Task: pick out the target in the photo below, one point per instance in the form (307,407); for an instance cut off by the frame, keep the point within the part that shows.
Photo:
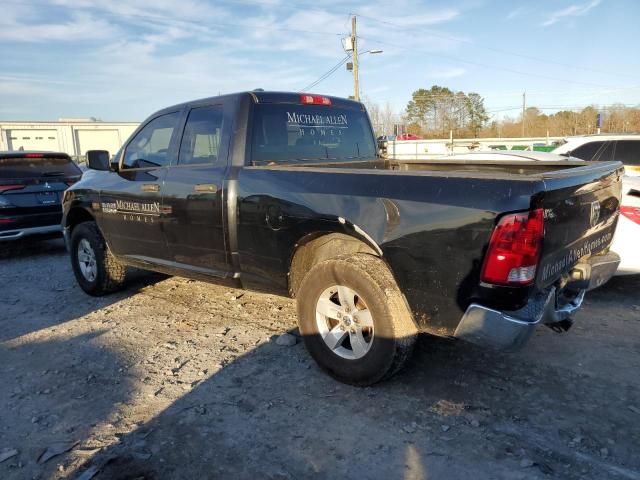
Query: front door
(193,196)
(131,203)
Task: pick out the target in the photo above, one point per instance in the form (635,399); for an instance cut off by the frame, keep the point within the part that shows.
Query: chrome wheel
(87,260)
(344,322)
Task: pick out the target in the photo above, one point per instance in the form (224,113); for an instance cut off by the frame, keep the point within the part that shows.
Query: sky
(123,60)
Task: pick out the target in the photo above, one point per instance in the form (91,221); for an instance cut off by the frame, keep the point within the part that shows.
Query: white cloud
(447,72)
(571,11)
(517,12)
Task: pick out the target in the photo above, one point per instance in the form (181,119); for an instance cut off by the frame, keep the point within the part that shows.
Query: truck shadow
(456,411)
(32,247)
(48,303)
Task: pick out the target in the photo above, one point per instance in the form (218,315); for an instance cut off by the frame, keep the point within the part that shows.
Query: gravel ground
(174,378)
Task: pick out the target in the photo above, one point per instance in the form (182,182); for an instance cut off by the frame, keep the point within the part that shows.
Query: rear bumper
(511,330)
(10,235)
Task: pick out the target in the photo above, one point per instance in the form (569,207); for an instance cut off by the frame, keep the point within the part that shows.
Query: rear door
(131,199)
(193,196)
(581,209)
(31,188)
====
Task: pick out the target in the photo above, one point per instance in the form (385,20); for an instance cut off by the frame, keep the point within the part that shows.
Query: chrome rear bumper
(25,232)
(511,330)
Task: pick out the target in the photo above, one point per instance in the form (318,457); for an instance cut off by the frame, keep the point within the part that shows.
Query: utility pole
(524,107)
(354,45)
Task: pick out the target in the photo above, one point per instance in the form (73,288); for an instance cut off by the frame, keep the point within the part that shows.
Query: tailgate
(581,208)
====
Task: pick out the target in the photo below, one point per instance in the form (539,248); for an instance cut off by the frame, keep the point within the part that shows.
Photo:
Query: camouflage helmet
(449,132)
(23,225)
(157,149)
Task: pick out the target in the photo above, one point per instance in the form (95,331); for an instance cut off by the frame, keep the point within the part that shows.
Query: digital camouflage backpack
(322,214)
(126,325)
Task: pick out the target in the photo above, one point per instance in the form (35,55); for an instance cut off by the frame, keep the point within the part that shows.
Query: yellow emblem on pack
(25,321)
====
Problem requirements
From the items above, copy out every line that contains the string "rear".

Expected output
Query: rear bumper
Query: rear door
Query: chrome rear bumper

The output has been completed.